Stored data
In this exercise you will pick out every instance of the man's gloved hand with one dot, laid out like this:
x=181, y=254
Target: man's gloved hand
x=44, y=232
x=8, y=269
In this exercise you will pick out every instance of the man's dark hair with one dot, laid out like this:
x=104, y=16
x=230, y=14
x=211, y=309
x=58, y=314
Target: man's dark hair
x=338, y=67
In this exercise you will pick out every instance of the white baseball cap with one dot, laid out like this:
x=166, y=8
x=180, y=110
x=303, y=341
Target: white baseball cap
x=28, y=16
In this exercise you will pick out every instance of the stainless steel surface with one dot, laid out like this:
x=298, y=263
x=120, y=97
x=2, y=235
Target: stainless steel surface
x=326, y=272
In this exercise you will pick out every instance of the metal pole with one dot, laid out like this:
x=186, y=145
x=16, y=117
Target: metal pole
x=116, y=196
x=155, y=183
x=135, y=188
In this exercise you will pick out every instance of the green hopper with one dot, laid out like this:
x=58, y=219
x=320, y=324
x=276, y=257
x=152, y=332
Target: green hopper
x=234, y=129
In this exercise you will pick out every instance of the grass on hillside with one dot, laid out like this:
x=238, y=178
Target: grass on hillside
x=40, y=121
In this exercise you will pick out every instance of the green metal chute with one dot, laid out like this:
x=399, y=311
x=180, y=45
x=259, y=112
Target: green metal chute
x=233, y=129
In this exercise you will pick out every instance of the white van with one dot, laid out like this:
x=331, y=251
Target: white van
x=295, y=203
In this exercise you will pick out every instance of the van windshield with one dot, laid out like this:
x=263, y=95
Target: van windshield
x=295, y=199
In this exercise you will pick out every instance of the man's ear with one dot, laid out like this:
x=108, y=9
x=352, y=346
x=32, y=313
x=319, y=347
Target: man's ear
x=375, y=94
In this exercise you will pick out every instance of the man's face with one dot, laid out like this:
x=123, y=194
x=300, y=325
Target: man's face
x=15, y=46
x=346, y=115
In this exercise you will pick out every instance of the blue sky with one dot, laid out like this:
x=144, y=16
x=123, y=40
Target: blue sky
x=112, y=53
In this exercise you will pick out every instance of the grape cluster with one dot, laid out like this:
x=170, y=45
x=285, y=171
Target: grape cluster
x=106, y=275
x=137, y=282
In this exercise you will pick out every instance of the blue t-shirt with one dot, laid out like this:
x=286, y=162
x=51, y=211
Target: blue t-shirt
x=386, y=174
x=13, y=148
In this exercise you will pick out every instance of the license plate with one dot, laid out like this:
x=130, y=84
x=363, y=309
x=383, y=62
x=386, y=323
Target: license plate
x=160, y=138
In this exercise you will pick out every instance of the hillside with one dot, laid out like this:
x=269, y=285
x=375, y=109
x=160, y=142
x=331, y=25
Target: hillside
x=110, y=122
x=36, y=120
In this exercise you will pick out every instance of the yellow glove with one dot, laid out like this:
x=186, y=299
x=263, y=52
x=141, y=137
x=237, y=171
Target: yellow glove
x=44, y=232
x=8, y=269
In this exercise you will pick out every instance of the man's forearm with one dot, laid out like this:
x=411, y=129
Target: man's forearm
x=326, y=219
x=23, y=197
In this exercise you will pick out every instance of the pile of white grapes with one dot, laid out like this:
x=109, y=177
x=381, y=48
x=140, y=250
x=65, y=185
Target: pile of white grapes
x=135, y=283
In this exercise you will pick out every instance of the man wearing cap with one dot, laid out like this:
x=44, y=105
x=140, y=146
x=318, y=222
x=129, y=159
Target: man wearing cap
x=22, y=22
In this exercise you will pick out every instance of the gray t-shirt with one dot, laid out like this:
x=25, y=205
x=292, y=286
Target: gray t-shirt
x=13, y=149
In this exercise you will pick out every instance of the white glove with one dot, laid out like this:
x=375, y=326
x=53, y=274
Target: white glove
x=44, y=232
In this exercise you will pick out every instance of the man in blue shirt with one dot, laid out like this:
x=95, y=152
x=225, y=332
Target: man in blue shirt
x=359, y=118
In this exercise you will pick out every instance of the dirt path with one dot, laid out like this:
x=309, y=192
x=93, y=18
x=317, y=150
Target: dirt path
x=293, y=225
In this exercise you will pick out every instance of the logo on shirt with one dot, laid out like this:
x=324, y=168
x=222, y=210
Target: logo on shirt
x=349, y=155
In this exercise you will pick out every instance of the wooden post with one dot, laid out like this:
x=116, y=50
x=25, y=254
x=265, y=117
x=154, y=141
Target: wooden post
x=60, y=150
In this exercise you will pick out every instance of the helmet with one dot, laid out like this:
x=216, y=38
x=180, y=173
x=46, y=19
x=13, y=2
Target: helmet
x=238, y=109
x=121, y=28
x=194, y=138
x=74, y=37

* AIM OF THE EXERCISE: Return all of the items above, copying every line without a single change.

* PROBLEM SOLUTION:
In this exercise you will pick out every instance of the man's gloved hand with one dot, laid out like this:
x=181, y=254
Target: man's gloved hand
x=44, y=232
x=8, y=269
In this exercise you will pick out every instance of the man's dark hair with one dot, laid out like this:
x=104, y=16
x=230, y=14
x=211, y=309
x=58, y=314
Target: man's dark hair
x=338, y=67
In this exercise you will pick out every instance of the white baseball cap with one dot, laid out like this:
x=166, y=8
x=180, y=110
x=303, y=341
Target: white baseball cap
x=28, y=16
In this exercise you will pick out every instance of the stainless steel surface with one dot, laid out like this:
x=298, y=263
x=120, y=97
x=2, y=235
Target: stainless steel surface
x=326, y=272
In this exercise you will pick out every instance of the metal pole with one dot, laid out like this:
x=186, y=145
x=16, y=117
Target: metal pole
x=116, y=196
x=155, y=183
x=135, y=188
In this exercise you will pick out every instance of the green hopper with one dot, laid out like this:
x=58, y=219
x=320, y=324
x=276, y=257
x=152, y=332
Target: green hopper
x=234, y=129
In this exercise you will pick out every instance of the grass on hillside with one dot, laid out like this:
x=238, y=178
Target: grass on hillside
x=40, y=121
In this exercise you will pick out every instance of the green metal chute with one dot, laid out like this:
x=399, y=311
x=180, y=45
x=259, y=112
Target: green metal chute
x=233, y=129
In this exercise you will pick out every instance of the white van with one dot, laid out like this:
x=331, y=251
Target: white van
x=295, y=203
In this exercise you will pick out every instance of the van windshield with one dot, laid out like this:
x=263, y=95
Target: van windshield
x=295, y=199
In this exercise you will pick out every instance of the man's ear with one dot, laid out like this:
x=108, y=9
x=352, y=346
x=32, y=313
x=319, y=347
Target: man's ear
x=375, y=94
In this exercise you will pick out every instance of the man's face with one dot, laid out like this:
x=123, y=194
x=300, y=325
Target: man's face
x=15, y=46
x=346, y=115
In this exercise you will pick out every instance of the blue sky with one dot, laid out like this:
x=144, y=16
x=123, y=40
Target: blue sky
x=112, y=53
In this exercise you will pick out every instance of the grape cluster with one dot, laid out like this:
x=170, y=45
x=285, y=171
Target: grape cluster
x=106, y=275
x=137, y=282
In this exercise you will pick out every instance of the blue t-shirt with one dot, laid out like this:
x=286, y=162
x=51, y=211
Target: blue t-shirt
x=386, y=174
x=13, y=148
In this exercise you will pick out every instance of the license plate with one dot, laid out like this:
x=130, y=84
x=363, y=309
x=383, y=62
x=386, y=323
Target: license plate
x=160, y=138
In this exercise you will pick out every instance of the hillside with one dot, laid out like this:
x=269, y=285
x=375, y=109
x=160, y=142
x=331, y=25
Target: hillside
x=110, y=122
x=36, y=120
In this exercise you will pick out every instance of the yellow glove with one dot, laid out like this:
x=186, y=299
x=263, y=52
x=141, y=137
x=237, y=171
Target: yellow glove
x=44, y=232
x=8, y=269
In this exercise you will pick out every instance of the man's forearm with one dot, laid out like this:
x=411, y=129
Target: man's forearm
x=326, y=219
x=23, y=197
In this exercise you will pick out every instance of the pile of white grapes with one dot, laid out like this:
x=109, y=177
x=381, y=48
x=140, y=250
x=65, y=185
Target: pile of white grapes
x=135, y=283
In this exercise you will pick out every instance of the man wearing cap with one dot, laid out like this:
x=44, y=105
x=140, y=146
x=318, y=222
x=129, y=159
Target: man wearing cap
x=22, y=22
In this exercise you will pick out every instance of the gray t-shirt with one dot, laid out like this:
x=25, y=205
x=292, y=286
Target: gray t-shirt
x=13, y=149
In this exercise you will pick out every instance of the white glove with one dot, laid out like this:
x=375, y=326
x=53, y=274
Target: white glove
x=44, y=232
In this exercise you will pick out every instance of the man in blue shirt with one dot, laid out like this:
x=95, y=152
x=225, y=332
Target: man in blue shirt
x=359, y=118
In this exercise you will pick out every instance of the dirt path with one dot, laid out like this:
x=309, y=192
x=93, y=18
x=317, y=150
Target: dirt path
x=293, y=225
In this exercise you will pick out every instance of the logo on shirt with one dot, laid out like this:
x=324, y=168
x=222, y=210
Target: logo on shirt
x=349, y=155
In this exercise you will pick out every instance of the wooden post with one dot, laid out like this:
x=116, y=50
x=25, y=254
x=265, y=117
x=154, y=141
Target: wooden post
x=60, y=150
In this exercise you will pick out every instance of the helmet with one dot, laid out like this:
x=216, y=38
x=180, y=173
x=46, y=19
x=13, y=2
Target: helmet
x=238, y=109
x=121, y=28
x=194, y=138
x=74, y=37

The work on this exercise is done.